• _EXERCISE AIM_:
Set down the data again in full, keeping every line exactly as it is.

• _DATA IN THIS EXERCISE_:
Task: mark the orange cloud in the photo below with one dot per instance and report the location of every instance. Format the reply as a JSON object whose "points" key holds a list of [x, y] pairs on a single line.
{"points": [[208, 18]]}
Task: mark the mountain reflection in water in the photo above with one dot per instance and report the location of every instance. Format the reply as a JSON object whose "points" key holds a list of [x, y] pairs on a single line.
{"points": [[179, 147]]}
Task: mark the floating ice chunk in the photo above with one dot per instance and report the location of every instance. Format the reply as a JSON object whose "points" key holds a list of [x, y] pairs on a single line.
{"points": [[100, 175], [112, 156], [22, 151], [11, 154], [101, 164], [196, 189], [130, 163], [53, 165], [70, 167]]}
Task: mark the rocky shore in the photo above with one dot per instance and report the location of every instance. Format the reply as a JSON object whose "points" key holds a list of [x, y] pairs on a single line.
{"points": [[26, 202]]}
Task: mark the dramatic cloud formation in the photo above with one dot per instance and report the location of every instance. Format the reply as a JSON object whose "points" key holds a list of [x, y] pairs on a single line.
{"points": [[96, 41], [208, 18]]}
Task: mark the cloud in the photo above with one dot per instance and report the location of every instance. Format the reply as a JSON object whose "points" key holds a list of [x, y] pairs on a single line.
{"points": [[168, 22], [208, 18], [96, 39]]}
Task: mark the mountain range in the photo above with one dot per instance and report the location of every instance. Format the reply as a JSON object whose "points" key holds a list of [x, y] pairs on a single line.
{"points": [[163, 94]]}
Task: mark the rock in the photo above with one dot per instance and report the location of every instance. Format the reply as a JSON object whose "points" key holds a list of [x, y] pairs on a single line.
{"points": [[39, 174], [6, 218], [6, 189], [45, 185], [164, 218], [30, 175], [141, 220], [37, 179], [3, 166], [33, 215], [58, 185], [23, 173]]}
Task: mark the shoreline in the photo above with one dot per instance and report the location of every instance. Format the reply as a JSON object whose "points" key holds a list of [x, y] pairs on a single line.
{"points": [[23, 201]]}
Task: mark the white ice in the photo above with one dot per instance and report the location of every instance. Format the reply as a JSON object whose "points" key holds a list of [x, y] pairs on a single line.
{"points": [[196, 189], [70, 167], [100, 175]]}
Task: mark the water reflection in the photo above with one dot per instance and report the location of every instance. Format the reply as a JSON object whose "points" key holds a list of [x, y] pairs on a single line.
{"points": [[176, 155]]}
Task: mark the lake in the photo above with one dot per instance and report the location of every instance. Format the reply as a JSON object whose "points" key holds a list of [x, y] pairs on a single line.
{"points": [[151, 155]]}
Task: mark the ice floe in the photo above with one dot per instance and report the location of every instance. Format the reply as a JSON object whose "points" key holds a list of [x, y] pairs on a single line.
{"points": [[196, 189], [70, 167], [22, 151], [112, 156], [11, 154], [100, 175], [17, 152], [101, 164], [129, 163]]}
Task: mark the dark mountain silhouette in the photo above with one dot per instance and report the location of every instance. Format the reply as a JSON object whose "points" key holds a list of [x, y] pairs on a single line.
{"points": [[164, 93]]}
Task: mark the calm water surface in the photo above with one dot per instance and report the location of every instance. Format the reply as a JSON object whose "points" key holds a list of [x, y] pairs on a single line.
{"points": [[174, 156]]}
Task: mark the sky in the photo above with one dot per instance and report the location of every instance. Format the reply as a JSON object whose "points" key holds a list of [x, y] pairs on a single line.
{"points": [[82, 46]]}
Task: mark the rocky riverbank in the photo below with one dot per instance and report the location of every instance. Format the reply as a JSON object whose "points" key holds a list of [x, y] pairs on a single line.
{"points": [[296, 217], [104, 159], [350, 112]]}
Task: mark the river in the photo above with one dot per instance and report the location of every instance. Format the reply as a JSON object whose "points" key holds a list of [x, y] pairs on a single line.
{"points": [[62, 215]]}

• _RESULT_:
Task: mark the orange cloud in the photo below with one dot per instance and report the location of every instance. Format the reply as a JSON object whose "points" key holds a list of [x, y] pairs on a single line.
{"points": [[208, 18]]}
Task: mark the mountain reflection in water in the photo above with one dot per instance and report the location of every instance. Format the reply as a JSON object whose "points" key holds a list of [x, y] pairs on a single line.
{"points": [[179, 147]]}
Task: mark the floating ice chunk in the photo above with one dot per instance and report the location of every instance. Format the reply as a JSON object whose "points" key holds a list of [x, y] pairs on a single line.
{"points": [[100, 175], [112, 156], [22, 151], [11, 154], [101, 164], [196, 189], [130, 163], [53, 165], [70, 167]]}
Task: mark the rocky shore in the photo above with one dot per instance and report the location of every instance. Format the reply as a JSON object whose "points" key holds a list of [x, y] pairs on a single line.
{"points": [[26, 202]]}
Task: mark the dramatic cloud formation in the photo above with one dot per instance and report the location of every instance. Format the reply as a JSON object whose "points" key holds a list of [x, y] pairs on a single line.
{"points": [[96, 41], [208, 18]]}
Task: mark the cloud in the photo above with one dot per instance and report the location of every instance. Format the reply as a JSON object whose "points" key holds a list of [x, y] pairs on a single line.
{"points": [[168, 22], [208, 18], [96, 39]]}
Task: mark the mountain range in the photo above with one dot per instance and report the location of every instance. Format the reply as a JSON object whose "points" key holds a list of [x, y] pairs on a single line.
{"points": [[163, 94]]}
Task: mark the rock in the photo above with one dot per instance and report the location of every instance. Format the reply as a JSON object whose "points" key holds a list of [x, y] pairs on a single line.
{"points": [[39, 174], [6, 218], [6, 189], [45, 185], [164, 218], [30, 175], [141, 220], [37, 179], [3, 166], [33, 215], [58, 185], [23, 173]]}
Task: mark the shoreline in the photo above with one dot per instance and report the location of every instance. Format the reply as a JSON object whose "points" key holds a list of [x, y] pairs on a single line.
{"points": [[23, 201]]}
Task: mark the white ice in the photo above with one dot per instance and report the location of every instance. Format the reply as a JSON object whose "points" key holds a list of [x, y] pairs on a single line.
{"points": [[196, 189], [70, 167], [100, 175]]}
Task: mark the water reflection in the photo above with one dot per instance and report the location of every instance. Format the reply as a JSON object whose "points" key holds a list of [x, y] pairs on a single line.
{"points": [[176, 155]]}
Task: mark the lake in the photo above with one dot per instance and report the location of every instance. Format the reply as a JSON object whose "points" key holds a list of [x, y] pairs on a single line.
{"points": [[151, 155]]}
Task: mark the ice floe in the photo above with one dot per instance and report the location of every instance. Format the reply as a JSON object whose "points" key holds a list of [x, y] pairs on a single line.
{"points": [[196, 189], [70, 167], [22, 151], [112, 156], [11, 154], [100, 175], [17, 152], [101, 164], [129, 163]]}
Task: mark the dark mountain silhouette in the photo above with one dot per instance and report the location of every instance. Format the reply as a JSON object whose "points" key holds a list of [x, y] pairs on a single line.
{"points": [[164, 93]]}
Task: mark the calm water surface in the photo above with one dot per instance and report the location of every instance. Format the reply as a JSON object whose "points" key holds a list of [x, y] pairs on a single line.
{"points": [[174, 156]]}
Task: mark the sky in the photo above with one dot per instance and report the location of every instance. Format the reply as a JSON object whose "points" key holds a list of [x, y] pairs on a single line.
{"points": [[82, 46]]}
Task: mark the rocky riverbank in the photo below with one dot per instance and report the location of every instance. Format the reply as a JSON object whose "points" key holds a list of [x, y] pairs on a single line.
{"points": [[296, 217], [104, 159], [350, 112]]}
Task: mark the river in the photo above with one dot per instance and report the location of every instance. Format the reply as a JSON object whose "points" key holds a list of [x, y] pairs on a single line.
{"points": [[62, 215]]}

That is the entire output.